## TEXT EXTRACT
»»
Friday, August 29, 2014


For this challenge, I asked Jamie Sharp, a writer and editor who once published a couple of my poems in his journal, The Associative Press, and whose work I love. He has an amazing book of poems that stretch your logic-skin the way a jawbreaker stretches out your cheek. And it's hilarious. It's called Animal Husbandry Today:
So his challenge for me is, in his words:

Given that not all gibberish is equal, why do we form preferences for one kind of nonsense over another? Can nothing be conveyed; is every word/note/brushstroke a mirror?

He directed me to this music video by an Italian entertainer, Adriano Celentano, who wrote a song meant to mimic the sound of English, but where the words (as you can hear) are meaningless:

So this is a question I'll be thinking about for a long time. With or without the help of Wittgenstein, I can't say.

But I can say for the present that poetry is most interesting to me when it does function as mirror, at least in some ways...when it gives me space to imagine...when it acts as a spark for meaning-making.

I thought about Jabberwocky here, too, the most famous nonsense poem. One technique there is the portmanteau. Similarly, I decided to try a poem that looks like it's written in a different language, but which is a series of combined English words that can (usually) be pulled apart and translated. This is especially apparent by the last stanza. But once you translate the words out of their combinations...there's still some meaning-making left for the reader to do. 


O moodim offall orich fishearer
rubyells areating gleamstill
o goldoor.
Dontake damnos
dontell theater goldoor

Heartear comesoft overwhelmy bellights.
Tastevening, teaseven,
believe o droppedeal.
tone saidove, tother nominalion.


Illeave beforeverest
toverwhelm tovercome
toffer mysteryous
foreaching goldoor.
««
## SET PROBLEM A
Report each line in the entries below that contains the word "Return". Case counts.
## SET PROBLEM B
Continue the blog post about nonsense poetry from the point where it stops.

## DATASET ROWS
»»
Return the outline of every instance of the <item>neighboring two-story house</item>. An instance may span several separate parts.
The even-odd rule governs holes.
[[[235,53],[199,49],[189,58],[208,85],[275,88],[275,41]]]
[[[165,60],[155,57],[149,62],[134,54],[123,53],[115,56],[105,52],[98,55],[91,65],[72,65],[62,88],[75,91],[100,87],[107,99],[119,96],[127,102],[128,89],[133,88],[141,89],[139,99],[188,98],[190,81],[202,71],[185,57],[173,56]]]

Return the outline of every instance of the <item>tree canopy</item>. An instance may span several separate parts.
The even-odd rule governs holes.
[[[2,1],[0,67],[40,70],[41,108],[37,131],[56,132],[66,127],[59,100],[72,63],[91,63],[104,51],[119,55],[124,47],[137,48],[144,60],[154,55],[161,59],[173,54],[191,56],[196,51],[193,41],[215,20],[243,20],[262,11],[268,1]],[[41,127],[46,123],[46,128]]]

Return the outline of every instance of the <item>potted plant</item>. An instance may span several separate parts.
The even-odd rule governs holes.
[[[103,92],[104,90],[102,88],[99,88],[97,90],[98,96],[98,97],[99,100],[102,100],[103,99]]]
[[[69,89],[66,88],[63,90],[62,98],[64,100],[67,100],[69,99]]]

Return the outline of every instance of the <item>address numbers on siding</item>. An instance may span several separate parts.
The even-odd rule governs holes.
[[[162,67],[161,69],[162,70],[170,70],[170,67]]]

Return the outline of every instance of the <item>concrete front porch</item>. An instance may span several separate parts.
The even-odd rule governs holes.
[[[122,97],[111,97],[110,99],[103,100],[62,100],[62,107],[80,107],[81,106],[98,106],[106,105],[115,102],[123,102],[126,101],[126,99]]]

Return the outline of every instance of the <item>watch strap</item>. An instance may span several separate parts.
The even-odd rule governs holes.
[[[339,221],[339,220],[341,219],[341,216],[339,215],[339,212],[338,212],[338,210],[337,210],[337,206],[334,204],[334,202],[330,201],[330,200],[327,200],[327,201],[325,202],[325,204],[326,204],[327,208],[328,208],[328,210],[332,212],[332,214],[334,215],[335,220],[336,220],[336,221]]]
««
## REPLY A
Return the outline of every instance of the <item>neighboring two-story house</item>. An instance may span several separate parts.
Return the outline of every instance of the <item>tree canopy</item>. An instance may span several separate parts.
Return the outline of every instance of the <item>potted plant</item>. An instance may span several separate parts.
Return the outline of every instance of the <item>address numbers on siding</item>. An instance may span several separate parts.
Return the outline of every instance of the <item>concrete front porch</item>. An instance may span several separate parts.
Return the outline of every instance of the <item>watch strap</item>. An instance may span several separate parts.

## REPLY B
Here's Jamie's review, which parodies certain approaches to the interpretation of poetry and raises some deep questions in the process:

Another Ivy Grimes poem, printed long ago in The Associative Press, asked “How could they wrap their minds around it,/ like foil around a piece of red candy?”

Take a single golden idea and wrap it around: the Italian music video; Ivy’s poem; the world. Everything contained in the wrapper is now digestible: is sense. Everything outside the wrapper is nonsense.

What is the golden idea that can envelop Ivy’s poem, “Goldoor”? Psychoanalysis!

Notice the toffee in this piece and the red candy in her previous poem. The world—its sweetness—is primarily to be explored with the mouth. An oral fixation is strongly at play. The poet was probably switched to bottle feeding, at around six months, and now feels disconnected from: the real, the mother, the world.

But what if the golden wrapper is actually Efficient Market Theory? Clearly the poem’s “nominal lion” is…

This is too hard. But existing without the wrapper is hard too. I am overwhelmed! I can’t embrace “toffer mysteryous.” And one thought frightens me most: if the gold door doesn’t exist, is the reaching for it real?

Great poem, Ivy. Now I’ll go cry myself to sleep.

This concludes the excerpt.